Fragmento:
◇ ◇ ◇
Para descubrir el preciso carácter de sus evolucionadas expectativas, no tiene, pues, sentido observar el ejemplo del mundo civilizado, el último modelo.
Observar a las otras especies puede ser útil, aunque también engañoso. Por lo que respecta al nivel del desarrollo, las comparaciones con otros animales pueden ser válidas, como en el caso de las necesidades más antiguas, profundas y fundamentales anteriores a nuestra forma antropoide, como la necesidad de aire para respirar, surgida hace cientos de millones de años y compartida por muchos de nuestros compañeros del mundo animal. Pero estudiar sujetos humanos que no hayan abandonado el continuum de una conducta y un entorno adecuados es evidentemente más útil. Aunque lográsemos identificar algunas de aquellas expectativas nuestras que son menos patentes que el aire que necesitamos respirar, siempre quedaría una mayor cantidad de expectativas más sutiles por definir antes de poder siquiera recurrir a un ordenador para que nos ayudase a percibir alguna pequeña fracción del conocimiento instintivo que tenemos de ellas. Es esencial estar constantemente atentos a las oportunidades que tenemos para recuperar nuestra capacidad innata de elegir aquello que es adecuado. El torpe intelecto con el que debemos ahora intentar reconocerlo podría entonces ocuparse de otras tareas para las cuales está más capacitado.
◇ ◇ ◇
Instrucciones de la tarea:
Responda estas preguntas sobre el fragmento:
1. ¿Qué ejemplo no tiene sentido observar para descubrir el carácter de nuestras evolucionadas expectativas?
2. ¿Qué necesidad se menciona como una de las más antiguas y fundamentales, y hace cuánto tiempo surgió?
3. Según la última oración, ¿de qué podría ocuparse entonces el intelecto?

[Registros]
◇ ◇ ◇
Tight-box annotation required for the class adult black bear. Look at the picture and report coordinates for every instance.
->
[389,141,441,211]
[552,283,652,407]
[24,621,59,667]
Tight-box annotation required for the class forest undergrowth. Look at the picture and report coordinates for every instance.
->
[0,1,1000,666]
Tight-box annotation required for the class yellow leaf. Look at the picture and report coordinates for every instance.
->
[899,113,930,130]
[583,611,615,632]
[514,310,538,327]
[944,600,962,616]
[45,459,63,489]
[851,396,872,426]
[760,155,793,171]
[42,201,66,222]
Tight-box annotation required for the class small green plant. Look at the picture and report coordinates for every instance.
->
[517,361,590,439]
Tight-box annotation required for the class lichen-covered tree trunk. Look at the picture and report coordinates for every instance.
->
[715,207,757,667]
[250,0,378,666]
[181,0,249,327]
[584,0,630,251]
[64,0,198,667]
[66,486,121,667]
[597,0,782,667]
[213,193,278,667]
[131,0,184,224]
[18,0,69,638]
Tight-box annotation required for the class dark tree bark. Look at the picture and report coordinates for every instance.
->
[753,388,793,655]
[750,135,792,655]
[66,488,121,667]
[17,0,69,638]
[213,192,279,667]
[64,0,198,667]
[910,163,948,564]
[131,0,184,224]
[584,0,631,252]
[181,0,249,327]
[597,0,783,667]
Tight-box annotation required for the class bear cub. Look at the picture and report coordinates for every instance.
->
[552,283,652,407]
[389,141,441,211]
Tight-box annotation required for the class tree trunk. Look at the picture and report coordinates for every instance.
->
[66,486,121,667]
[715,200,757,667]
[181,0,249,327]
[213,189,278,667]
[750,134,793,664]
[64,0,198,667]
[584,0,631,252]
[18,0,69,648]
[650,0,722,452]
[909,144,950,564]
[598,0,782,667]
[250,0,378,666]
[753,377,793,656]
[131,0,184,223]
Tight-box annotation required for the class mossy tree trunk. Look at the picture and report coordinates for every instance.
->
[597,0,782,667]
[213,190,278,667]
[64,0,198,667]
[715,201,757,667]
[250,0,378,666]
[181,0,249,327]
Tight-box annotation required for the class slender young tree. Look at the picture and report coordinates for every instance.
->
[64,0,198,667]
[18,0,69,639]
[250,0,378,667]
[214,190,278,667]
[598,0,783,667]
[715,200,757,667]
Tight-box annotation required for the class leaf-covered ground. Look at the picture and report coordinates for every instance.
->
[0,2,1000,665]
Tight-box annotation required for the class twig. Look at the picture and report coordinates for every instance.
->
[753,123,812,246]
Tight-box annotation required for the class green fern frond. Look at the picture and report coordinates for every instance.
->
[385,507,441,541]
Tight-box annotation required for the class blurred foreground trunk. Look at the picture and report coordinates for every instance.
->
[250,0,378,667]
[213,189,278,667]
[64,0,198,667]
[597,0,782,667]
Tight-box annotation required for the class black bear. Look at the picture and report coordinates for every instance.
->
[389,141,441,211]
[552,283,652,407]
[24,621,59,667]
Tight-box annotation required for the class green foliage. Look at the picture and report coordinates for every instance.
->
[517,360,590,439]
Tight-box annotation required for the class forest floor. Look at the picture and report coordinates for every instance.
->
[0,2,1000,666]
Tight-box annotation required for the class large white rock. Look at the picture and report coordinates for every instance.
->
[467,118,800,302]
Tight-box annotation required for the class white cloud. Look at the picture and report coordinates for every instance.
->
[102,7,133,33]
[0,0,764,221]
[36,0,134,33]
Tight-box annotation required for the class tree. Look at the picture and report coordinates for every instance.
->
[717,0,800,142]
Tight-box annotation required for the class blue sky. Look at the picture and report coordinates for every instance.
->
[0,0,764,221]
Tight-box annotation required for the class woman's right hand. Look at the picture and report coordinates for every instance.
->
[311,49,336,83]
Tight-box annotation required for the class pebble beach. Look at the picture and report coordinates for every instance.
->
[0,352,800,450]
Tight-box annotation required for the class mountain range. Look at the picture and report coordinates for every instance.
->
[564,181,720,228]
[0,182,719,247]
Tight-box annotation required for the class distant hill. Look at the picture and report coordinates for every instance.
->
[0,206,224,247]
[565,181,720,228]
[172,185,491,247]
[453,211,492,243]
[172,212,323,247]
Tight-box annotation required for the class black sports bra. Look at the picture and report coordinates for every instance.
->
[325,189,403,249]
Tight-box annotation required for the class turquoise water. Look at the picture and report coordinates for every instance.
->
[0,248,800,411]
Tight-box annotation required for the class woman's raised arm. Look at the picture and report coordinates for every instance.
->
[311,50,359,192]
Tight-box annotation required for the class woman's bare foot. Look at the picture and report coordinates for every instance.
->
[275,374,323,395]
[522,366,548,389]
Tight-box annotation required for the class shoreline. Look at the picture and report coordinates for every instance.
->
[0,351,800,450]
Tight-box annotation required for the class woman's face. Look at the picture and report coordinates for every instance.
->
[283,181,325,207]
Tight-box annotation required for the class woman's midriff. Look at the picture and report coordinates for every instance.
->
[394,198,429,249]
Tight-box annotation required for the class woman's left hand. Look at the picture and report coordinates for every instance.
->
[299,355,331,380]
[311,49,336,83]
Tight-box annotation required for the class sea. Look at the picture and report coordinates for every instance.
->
◇ ◇ ◇
Respuesta desarrollada:
1. El ejemplo del mundo civilizado, el último modelo.
2. La necesidad de aire para respirar, surgida hace cientos de millones de años.
3. De otras tareas para las cuales está más capacitado.